# Texte fourni
+ + + +
Sophie (prénom d’emprunt), prof dans une école secondaire du canton de Neuchâtel, accuse le coup. Après trente ans d’enseignement dans des classes de niveau préprofessionnel, cette généraliste a dû faire un choix: «Avec la suppression des filières, les “préprofs” ont disparu. J’avais donc deux possibilités: enseigner dans les nouvelles classes à niveaux, en 9e ou en 10e, ou m’occuper des classes terminales.»

Sophie souhaite continuer à travailler avec des adolescents en difficulté d’apprentissage. «Peu d’enseignants veulent travailler avec les terminales. J’ai accepté de relever ce défi. La charge est lourde, l’investissement est énorme, ces adolescents entre 12 et 15 ans rencontrent des problèmes de comportement ou des blocages. Mais j’ai tout de suite aimé le contact avec ces jeunes.»

Pénalisée au niveau salarial

En enseignant en terminale, Sophie rend service à sa direction, qui peine à trouver des volontaires pour ces classes de formation spéciale. Mais elle découvre qu’elle est pénalisée au niveau salarial. 

En effet les classes terminales devraient être conduites par des enseignants titulaires d’un master en enseignement spécialisé. C’est rarement le cas: selon le Syndicat autonome des enseignants neuchâtelois (Saen), seule une moitié des titulaires de telles classes dispose du diplôme requis. Les directions ont donc pris l’habitude de faire appel à des enseignants généralistes pour encadrer ces classes, dont le nombre augmente.   

Manque de transparence

Conséquence pour les volontaires: en raison de «l’absence du titre légal requis, le traitement salarial est réduit de 15 %», stipule une directive de février 2017. Ce même texte mentionne également que chaque direction d’école doit être «extrêmement transparente» sur les conséquences salariales que des changements d’affectation peuvent avoir pour la personne concernée. 

Cette transparence n’est pas toujours appliquée: «Même ma direction n’était pas au courant que je perdrais 15 % de mon salaire!», relève Sophie. «Il y a eu tellement de changements avec la réforme de l’école secondaire que cette information venant du Département de l’éducation n’était pas redescendue.»

Béatrice (prénom d’emprunt), enseignante généraliste dans un collège secondaire des Vallées, n’avait pas non plus été informée d’une baisse de salaire en dépannant dans une classe de formation spéciale: «Ma direction m’avait demandé de donner deux périodes en terminale. J’étais moins bien payée, pour un travail plus pénible. J’ai arrêté après une année.»

«Déclinez poliment!»

Pour éviter une perte de salaire, Sophie et Béatrice auraient dû suivre une formation de trois ans afin d’obtenir le titre d’enseignantes spécialisées: «Après trente ans de métier en “préprof”, j’estime avoir le bagage suffisant pour enseigner en terminale», ajoute Sophie.  

Des profs de terminale payés au rabais? Sur les réseaux sociaux, le syndicaliste Pierre Graber, président du Saen, met en garde ses collègues des «brimades salariales» existantes: «Un enseignant avisé en vaut deux. Alors, si on vous sollicite pour intervenir dans une classe de terminale, déclinez poliment! Cela amènera peut-être les autorités à ouvrir leurs yeux et leur esprit.»
+ + + +
# À faire
D'après le texte sur les profs de classes terminales, de combien baisse le salaire d'un enseignant qui n'a pas le titre légal requis ?
+ + + +
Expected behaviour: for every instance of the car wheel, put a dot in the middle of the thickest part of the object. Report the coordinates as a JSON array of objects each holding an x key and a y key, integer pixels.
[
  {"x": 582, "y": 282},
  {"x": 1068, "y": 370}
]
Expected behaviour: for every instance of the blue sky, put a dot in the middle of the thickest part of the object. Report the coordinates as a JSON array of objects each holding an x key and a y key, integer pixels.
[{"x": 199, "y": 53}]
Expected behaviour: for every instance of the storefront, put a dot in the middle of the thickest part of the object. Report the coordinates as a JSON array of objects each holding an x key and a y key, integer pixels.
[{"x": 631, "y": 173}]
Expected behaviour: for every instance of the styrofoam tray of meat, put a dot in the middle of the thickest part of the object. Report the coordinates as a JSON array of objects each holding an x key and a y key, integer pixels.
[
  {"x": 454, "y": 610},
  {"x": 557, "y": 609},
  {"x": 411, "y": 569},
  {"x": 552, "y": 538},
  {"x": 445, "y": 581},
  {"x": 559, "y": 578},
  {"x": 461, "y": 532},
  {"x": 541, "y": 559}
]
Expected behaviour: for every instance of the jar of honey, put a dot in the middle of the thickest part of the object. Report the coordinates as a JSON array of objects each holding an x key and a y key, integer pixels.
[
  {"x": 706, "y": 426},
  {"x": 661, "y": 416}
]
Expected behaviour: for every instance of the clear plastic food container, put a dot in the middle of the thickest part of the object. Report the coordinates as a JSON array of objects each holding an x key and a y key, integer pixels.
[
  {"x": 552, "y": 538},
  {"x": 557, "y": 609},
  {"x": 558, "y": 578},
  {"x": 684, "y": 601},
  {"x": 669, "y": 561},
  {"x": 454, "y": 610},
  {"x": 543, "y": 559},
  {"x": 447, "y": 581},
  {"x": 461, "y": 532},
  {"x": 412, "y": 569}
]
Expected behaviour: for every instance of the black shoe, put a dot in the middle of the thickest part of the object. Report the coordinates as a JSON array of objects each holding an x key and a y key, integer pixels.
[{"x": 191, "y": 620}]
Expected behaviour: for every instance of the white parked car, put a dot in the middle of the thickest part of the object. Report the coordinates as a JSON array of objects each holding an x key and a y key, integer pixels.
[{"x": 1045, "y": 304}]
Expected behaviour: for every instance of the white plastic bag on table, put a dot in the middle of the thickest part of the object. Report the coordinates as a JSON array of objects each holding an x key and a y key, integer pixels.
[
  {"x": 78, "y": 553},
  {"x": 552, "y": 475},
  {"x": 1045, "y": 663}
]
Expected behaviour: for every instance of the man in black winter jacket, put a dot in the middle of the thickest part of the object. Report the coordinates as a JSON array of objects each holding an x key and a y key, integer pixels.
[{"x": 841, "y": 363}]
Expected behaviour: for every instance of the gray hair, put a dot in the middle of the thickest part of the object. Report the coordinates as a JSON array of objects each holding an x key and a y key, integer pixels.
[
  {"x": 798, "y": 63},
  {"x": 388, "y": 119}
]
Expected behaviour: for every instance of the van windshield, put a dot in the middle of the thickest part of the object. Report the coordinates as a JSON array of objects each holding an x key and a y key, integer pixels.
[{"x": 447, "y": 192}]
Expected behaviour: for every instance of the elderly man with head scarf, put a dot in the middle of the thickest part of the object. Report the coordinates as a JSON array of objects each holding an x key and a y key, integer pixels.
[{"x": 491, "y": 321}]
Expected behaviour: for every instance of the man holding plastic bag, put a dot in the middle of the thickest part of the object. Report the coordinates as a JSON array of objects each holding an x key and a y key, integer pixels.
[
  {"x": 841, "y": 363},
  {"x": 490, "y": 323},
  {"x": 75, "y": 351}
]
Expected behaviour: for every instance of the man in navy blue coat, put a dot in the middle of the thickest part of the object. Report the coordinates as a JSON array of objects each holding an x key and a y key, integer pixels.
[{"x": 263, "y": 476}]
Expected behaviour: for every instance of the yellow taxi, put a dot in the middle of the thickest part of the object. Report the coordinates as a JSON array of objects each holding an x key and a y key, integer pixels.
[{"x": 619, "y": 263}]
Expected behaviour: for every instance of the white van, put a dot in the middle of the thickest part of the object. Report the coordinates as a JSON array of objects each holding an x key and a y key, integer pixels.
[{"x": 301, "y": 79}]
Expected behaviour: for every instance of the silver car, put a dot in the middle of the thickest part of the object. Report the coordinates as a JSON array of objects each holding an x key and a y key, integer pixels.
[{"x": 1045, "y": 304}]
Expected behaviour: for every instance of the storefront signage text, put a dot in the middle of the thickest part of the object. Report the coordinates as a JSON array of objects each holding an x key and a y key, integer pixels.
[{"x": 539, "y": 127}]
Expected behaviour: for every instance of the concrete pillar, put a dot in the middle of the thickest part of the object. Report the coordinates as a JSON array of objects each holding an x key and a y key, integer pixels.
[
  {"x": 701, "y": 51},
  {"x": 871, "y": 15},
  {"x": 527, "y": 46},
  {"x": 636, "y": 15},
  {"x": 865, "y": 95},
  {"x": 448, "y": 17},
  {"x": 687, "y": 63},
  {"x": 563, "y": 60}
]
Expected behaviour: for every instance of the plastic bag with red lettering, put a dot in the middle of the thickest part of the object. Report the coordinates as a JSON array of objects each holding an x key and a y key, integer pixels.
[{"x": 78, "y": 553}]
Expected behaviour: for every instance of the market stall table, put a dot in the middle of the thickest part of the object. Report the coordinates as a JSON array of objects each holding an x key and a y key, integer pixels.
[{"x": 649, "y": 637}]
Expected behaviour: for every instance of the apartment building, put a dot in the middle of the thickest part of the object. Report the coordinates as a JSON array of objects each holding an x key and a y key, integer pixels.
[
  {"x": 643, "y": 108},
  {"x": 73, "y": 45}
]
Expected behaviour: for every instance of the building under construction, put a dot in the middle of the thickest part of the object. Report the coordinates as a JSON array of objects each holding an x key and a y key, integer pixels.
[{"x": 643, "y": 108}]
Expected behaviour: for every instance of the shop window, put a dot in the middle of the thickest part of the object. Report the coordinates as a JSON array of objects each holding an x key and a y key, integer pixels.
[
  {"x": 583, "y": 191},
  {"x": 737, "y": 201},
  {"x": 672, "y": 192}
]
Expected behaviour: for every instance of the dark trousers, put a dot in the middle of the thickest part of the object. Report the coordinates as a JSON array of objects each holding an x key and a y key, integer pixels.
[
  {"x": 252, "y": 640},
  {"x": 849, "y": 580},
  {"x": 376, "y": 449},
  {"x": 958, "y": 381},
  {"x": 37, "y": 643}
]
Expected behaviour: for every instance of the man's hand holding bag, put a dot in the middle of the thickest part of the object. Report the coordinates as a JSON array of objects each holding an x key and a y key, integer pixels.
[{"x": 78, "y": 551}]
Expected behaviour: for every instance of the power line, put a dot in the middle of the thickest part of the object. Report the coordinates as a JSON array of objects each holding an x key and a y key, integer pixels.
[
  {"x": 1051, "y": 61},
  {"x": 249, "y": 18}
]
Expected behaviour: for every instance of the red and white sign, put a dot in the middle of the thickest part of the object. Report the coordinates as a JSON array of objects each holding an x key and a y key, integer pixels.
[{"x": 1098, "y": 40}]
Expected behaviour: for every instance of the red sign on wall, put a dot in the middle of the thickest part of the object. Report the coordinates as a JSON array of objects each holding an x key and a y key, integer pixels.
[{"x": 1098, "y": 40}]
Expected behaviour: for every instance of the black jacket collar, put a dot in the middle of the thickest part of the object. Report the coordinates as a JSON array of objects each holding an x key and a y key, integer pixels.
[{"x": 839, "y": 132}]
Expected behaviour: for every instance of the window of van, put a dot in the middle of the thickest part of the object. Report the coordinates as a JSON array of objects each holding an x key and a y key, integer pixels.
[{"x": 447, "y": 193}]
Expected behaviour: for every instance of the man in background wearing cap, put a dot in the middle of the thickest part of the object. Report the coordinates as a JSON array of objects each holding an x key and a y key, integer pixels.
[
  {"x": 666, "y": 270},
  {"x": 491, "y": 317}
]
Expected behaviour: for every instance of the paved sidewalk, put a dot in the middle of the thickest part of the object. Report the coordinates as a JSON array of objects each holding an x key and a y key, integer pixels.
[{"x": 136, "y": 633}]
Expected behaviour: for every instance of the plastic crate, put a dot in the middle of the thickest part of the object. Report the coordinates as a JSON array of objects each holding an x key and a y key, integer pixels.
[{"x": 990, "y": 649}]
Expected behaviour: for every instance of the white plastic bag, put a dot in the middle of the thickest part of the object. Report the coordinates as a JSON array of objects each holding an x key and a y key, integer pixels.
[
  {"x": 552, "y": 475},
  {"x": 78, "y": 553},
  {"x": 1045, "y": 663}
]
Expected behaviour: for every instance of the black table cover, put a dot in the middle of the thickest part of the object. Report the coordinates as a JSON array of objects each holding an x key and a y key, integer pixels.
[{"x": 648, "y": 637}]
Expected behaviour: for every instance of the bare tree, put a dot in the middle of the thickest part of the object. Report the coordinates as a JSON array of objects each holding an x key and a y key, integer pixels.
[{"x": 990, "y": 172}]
+ + + +
# Corrigé
De 15 %.